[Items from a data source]
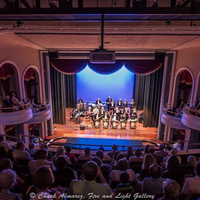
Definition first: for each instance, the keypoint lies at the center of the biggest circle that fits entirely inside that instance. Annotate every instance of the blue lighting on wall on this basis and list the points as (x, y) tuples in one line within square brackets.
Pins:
[(92, 85)]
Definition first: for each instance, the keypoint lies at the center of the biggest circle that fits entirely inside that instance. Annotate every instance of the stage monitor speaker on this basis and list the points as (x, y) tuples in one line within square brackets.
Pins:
[(82, 127), (53, 54), (160, 55)]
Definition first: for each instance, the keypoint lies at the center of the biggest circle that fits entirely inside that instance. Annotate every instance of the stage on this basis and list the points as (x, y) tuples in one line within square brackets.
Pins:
[(72, 130)]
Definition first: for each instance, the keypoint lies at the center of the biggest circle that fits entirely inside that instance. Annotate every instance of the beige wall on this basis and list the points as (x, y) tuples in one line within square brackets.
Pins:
[(190, 58)]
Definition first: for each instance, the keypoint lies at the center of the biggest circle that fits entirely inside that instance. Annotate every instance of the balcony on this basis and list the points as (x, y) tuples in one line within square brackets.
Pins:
[(191, 118), (40, 114), (16, 115), (172, 119)]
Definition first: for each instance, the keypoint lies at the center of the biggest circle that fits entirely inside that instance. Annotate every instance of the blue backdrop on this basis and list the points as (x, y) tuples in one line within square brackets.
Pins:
[(92, 85)]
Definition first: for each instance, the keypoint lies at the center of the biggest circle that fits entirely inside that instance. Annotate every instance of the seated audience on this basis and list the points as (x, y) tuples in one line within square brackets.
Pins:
[(4, 144), (189, 168), (20, 153), (43, 180), (174, 171), (161, 153), (87, 156), (171, 190), (41, 160), (7, 180), (91, 171), (31, 149), (63, 174), (70, 155), (129, 152), (192, 184), (122, 165), (138, 156), (124, 187), (60, 152), (114, 150), (97, 160), (147, 162), (106, 169), (153, 185)]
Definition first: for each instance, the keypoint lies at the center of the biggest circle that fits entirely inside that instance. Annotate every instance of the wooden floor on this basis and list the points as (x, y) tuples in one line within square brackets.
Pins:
[(72, 129)]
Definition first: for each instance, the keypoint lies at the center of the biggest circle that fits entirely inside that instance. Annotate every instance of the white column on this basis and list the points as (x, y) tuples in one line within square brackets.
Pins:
[(187, 139)]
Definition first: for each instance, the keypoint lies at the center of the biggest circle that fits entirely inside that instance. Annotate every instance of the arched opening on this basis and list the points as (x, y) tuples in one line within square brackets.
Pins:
[(9, 81), (31, 85), (183, 90)]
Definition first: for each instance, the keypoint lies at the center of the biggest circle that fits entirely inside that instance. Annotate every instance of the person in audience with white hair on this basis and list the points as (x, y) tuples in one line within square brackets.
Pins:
[(153, 184), (20, 153), (61, 152), (171, 190), (192, 184), (41, 160), (7, 180), (89, 185), (87, 156)]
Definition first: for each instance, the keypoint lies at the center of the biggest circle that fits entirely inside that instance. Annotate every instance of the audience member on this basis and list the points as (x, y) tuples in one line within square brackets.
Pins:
[(87, 156), (114, 150), (63, 174), (71, 156), (43, 180), (174, 171), (189, 168), (31, 149), (97, 160), (60, 152), (161, 153), (4, 144), (41, 160), (20, 153), (89, 185), (7, 181), (129, 152), (138, 156), (122, 165), (124, 187), (106, 169), (147, 162), (171, 190), (153, 185), (192, 184)]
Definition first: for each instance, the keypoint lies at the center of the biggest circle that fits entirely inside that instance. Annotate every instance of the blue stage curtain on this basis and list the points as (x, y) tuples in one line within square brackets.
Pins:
[(72, 66)]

§ What to work on:
Express the lines of the listing as a JSON list of strings, one string per line with blank lines omitted, beginning at the line containing "of the seated" and continuing through the line containing "[(72, 129)]".

§ The result:
[
  "Definition first: for each instance, the keypoint lies at the center of the biggest circle that fits entirely inside that instance. Annotate every instance of the seated audience on this basis and list the points as (x, y) tuples in one line within square brackets.",
  "Pins:",
  "[(4, 144), (189, 168), (20, 153), (43, 180), (174, 171), (161, 153), (87, 156), (171, 190), (41, 160), (7, 180), (91, 171), (31, 149), (63, 174), (70, 155), (129, 152), (192, 184), (122, 165), (138, 156), (124, 187), (60, 152), (114, 150), (97, 160), (147, 162), (106, 169), (153, 185)]",
  "Definition first: for each instance, the keypoint lies at the center of the biggest circle that fits entirely inside that instance. Annotate every instance of the wooden floor on this basis and list the points as (x, y) tuples in one line within square brackets.",
  "Pins:",
  "[(72, 129)]"
]